Here is the listing. Report each line in it that contains the string "beige".

DATA UNDER STUDY:
-- Opening Marker --
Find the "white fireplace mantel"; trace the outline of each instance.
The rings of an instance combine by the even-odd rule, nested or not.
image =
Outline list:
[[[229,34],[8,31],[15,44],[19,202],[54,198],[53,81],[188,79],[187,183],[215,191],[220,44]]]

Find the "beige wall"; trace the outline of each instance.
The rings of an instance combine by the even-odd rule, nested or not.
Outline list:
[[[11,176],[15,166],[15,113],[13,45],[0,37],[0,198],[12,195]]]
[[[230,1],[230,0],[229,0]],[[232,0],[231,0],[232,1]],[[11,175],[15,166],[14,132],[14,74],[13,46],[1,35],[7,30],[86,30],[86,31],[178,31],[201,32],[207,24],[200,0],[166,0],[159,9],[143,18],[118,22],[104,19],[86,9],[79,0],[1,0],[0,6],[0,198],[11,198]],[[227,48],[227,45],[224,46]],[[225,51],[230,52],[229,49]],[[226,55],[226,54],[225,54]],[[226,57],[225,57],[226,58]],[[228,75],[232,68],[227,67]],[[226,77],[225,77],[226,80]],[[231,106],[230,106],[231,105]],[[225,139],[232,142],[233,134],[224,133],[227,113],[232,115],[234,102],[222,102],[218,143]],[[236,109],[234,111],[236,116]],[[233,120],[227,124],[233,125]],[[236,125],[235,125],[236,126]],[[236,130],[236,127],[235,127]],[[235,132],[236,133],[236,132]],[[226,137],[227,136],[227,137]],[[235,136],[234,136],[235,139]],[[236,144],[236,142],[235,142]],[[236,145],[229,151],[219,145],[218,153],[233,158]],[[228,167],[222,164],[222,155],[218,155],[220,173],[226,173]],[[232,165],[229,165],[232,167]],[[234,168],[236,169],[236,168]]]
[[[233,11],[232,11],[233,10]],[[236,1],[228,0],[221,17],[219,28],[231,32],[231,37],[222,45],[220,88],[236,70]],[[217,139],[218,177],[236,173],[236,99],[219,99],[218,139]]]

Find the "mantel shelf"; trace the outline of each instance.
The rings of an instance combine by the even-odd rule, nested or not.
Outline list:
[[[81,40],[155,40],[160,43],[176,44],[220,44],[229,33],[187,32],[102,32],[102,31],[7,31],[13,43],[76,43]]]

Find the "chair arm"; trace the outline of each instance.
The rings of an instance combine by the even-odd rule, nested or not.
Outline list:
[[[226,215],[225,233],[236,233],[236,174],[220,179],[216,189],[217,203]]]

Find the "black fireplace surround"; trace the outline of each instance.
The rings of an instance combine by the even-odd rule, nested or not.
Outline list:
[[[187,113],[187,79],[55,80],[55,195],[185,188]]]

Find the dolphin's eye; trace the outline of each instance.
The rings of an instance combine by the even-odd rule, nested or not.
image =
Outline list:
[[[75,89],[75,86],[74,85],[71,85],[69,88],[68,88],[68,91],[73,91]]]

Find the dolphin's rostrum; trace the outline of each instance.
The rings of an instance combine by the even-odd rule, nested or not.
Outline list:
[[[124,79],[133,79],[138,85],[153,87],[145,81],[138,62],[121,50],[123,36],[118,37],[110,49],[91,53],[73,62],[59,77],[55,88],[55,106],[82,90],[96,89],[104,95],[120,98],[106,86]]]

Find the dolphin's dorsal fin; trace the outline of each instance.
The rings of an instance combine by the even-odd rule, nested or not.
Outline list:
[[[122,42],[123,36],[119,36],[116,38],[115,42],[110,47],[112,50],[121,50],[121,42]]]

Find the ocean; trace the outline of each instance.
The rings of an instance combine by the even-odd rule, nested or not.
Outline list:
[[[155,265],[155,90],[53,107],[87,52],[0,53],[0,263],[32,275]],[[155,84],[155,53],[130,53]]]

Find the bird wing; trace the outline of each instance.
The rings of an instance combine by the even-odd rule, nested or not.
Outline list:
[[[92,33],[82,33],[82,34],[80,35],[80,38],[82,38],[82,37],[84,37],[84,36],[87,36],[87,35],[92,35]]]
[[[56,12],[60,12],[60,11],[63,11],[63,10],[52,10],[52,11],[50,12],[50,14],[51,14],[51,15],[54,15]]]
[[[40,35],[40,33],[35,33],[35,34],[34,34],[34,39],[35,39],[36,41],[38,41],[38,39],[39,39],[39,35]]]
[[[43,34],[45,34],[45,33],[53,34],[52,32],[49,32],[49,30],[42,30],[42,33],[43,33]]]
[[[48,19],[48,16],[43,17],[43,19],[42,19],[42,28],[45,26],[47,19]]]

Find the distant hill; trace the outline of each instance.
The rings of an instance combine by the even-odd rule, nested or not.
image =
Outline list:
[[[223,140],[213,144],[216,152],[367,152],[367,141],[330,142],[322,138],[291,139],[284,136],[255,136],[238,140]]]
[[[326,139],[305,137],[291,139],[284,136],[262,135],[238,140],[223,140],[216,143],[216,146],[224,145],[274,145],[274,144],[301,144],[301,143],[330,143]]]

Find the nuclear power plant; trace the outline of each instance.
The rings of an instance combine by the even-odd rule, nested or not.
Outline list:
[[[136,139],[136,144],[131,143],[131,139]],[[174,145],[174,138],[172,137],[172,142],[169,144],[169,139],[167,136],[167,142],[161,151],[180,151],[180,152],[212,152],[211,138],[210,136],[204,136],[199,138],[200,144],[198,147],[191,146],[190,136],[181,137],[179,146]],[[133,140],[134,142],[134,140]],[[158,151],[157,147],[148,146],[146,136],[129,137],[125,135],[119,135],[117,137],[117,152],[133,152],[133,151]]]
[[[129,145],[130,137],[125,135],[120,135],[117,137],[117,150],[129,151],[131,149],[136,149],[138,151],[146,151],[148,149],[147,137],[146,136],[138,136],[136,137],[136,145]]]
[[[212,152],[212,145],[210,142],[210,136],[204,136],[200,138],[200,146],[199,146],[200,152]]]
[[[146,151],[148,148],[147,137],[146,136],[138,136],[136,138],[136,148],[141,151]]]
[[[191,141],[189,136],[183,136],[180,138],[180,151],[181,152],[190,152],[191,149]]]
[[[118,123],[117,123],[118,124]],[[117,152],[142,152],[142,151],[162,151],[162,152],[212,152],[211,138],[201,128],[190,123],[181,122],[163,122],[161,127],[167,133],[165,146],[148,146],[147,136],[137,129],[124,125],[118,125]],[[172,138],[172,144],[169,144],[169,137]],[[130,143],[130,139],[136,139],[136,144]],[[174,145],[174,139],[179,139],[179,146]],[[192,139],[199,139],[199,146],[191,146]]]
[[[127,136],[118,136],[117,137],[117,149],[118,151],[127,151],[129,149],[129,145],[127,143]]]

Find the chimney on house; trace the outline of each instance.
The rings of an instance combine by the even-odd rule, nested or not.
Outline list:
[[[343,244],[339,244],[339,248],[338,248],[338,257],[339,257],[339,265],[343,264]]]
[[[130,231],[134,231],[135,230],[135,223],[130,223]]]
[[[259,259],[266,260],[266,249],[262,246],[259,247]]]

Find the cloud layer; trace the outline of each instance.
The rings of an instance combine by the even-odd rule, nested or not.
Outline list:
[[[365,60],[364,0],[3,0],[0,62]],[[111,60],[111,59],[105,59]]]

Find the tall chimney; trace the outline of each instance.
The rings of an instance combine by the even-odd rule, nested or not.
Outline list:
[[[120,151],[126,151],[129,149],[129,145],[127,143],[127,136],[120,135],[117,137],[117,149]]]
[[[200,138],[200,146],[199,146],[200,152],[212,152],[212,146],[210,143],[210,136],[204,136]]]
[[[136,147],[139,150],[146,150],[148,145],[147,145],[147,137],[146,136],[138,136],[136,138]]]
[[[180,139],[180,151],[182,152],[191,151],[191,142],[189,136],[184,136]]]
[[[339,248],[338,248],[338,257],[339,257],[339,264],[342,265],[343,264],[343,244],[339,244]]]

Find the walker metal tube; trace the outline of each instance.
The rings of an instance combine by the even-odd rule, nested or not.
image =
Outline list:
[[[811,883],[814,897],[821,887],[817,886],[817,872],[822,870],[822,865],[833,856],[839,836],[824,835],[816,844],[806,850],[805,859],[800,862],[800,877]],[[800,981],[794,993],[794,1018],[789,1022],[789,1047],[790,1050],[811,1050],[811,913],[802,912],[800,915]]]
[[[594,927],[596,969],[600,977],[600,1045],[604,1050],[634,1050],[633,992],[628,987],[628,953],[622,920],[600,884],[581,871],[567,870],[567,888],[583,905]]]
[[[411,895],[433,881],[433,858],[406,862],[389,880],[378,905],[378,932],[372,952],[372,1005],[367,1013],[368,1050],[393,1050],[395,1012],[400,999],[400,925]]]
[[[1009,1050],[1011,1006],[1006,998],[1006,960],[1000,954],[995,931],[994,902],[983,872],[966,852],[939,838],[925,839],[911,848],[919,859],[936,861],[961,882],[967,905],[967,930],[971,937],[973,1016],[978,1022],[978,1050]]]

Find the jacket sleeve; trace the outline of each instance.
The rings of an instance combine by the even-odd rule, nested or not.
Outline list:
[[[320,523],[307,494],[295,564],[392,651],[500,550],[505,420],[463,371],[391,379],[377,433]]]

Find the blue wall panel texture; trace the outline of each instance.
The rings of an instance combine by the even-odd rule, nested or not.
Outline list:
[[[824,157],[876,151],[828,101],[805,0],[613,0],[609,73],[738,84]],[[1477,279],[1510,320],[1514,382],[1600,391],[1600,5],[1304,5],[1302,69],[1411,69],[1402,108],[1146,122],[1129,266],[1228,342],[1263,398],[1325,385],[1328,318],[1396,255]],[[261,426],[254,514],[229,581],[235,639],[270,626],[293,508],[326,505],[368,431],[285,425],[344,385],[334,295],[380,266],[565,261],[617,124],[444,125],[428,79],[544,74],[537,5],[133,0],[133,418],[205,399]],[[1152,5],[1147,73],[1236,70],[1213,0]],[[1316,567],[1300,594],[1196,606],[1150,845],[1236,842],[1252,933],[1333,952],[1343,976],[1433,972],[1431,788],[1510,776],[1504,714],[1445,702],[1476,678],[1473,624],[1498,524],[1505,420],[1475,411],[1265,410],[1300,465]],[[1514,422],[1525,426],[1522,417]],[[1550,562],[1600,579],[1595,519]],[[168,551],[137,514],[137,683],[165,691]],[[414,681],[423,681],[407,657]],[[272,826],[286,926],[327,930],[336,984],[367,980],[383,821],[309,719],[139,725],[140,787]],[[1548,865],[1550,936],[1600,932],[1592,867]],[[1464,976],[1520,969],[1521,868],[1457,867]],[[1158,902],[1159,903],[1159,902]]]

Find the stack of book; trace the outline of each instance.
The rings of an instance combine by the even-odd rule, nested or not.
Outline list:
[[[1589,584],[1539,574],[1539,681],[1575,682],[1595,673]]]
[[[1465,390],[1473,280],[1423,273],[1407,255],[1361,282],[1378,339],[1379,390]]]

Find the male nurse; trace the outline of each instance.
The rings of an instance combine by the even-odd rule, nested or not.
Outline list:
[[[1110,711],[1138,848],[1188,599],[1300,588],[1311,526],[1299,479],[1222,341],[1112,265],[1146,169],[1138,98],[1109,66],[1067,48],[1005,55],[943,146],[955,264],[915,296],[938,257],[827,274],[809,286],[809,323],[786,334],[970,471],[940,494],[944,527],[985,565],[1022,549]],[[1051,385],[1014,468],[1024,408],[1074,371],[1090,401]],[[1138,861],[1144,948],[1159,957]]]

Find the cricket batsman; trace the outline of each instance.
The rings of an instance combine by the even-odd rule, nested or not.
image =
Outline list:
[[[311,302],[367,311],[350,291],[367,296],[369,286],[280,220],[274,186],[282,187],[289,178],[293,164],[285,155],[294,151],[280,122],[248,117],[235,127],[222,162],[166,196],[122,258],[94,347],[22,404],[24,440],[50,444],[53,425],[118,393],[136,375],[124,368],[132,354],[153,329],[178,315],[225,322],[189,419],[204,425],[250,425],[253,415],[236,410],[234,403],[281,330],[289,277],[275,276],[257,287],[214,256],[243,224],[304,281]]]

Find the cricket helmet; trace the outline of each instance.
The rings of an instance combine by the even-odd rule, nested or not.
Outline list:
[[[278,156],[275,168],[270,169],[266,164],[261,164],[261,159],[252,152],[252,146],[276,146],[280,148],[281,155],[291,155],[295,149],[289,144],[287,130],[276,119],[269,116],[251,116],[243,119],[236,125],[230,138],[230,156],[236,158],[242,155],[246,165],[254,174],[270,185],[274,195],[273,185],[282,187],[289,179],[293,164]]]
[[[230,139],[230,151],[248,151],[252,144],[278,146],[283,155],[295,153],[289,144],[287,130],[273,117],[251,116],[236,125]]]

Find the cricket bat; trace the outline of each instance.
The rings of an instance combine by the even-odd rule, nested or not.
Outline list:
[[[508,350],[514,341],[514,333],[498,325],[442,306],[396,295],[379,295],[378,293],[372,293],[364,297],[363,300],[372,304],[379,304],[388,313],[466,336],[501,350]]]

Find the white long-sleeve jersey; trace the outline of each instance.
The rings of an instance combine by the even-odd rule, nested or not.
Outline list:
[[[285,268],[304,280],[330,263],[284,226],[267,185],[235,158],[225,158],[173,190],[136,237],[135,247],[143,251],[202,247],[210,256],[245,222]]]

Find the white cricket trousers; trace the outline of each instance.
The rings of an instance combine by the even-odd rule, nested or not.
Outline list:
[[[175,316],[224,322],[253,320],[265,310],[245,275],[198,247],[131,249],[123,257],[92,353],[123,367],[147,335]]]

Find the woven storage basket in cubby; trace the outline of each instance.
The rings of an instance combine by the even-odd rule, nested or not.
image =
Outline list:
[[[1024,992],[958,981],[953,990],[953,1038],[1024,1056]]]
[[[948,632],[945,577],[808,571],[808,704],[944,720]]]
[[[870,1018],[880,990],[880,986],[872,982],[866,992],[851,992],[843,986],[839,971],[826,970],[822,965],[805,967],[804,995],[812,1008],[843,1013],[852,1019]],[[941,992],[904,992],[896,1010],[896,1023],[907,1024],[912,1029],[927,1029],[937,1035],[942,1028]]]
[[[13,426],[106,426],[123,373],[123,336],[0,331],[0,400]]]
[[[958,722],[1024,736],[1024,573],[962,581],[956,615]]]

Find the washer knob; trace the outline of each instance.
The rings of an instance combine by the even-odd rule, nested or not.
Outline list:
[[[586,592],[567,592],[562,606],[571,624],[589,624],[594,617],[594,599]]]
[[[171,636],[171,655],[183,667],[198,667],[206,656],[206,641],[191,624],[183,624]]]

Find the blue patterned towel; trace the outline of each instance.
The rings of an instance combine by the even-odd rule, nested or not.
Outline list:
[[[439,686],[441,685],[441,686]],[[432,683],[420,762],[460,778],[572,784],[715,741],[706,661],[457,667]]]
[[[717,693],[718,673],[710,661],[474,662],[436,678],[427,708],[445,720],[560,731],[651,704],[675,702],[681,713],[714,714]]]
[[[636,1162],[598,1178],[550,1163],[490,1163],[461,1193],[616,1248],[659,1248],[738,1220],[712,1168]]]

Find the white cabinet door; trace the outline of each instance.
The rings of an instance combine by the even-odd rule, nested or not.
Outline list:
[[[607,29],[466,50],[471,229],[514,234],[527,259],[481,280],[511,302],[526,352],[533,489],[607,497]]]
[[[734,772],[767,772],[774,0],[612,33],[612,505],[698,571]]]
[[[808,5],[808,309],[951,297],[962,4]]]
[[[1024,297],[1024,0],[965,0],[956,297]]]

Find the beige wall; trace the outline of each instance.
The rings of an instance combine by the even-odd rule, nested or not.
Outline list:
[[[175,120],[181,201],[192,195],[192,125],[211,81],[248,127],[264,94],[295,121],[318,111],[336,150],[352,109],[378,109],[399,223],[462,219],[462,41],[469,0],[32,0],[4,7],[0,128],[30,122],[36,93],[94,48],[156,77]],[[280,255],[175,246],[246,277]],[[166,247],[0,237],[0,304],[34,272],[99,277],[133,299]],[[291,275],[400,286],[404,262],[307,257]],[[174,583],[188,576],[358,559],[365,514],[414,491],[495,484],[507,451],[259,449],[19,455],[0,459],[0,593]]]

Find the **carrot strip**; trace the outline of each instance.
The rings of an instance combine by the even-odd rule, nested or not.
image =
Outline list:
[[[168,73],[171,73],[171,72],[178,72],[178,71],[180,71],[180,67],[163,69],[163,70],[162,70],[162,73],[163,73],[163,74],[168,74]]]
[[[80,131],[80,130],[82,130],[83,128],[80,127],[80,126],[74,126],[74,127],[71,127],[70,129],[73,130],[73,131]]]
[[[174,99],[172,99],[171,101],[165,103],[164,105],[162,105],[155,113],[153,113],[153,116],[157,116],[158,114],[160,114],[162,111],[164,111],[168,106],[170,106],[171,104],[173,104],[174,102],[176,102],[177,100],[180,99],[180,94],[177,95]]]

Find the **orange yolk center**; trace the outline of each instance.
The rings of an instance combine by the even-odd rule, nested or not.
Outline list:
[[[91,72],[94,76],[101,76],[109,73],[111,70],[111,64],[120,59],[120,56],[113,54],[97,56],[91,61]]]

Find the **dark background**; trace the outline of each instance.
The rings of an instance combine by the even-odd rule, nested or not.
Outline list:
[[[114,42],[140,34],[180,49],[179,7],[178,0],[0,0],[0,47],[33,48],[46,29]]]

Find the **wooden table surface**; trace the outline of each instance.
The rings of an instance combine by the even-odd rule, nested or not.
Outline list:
-- Closing Marker --
SOLUTION TO THIS TASK:
Find the "beige wall"; trace the outline of each instance.
Find the beige wall; trace the outline of each instance.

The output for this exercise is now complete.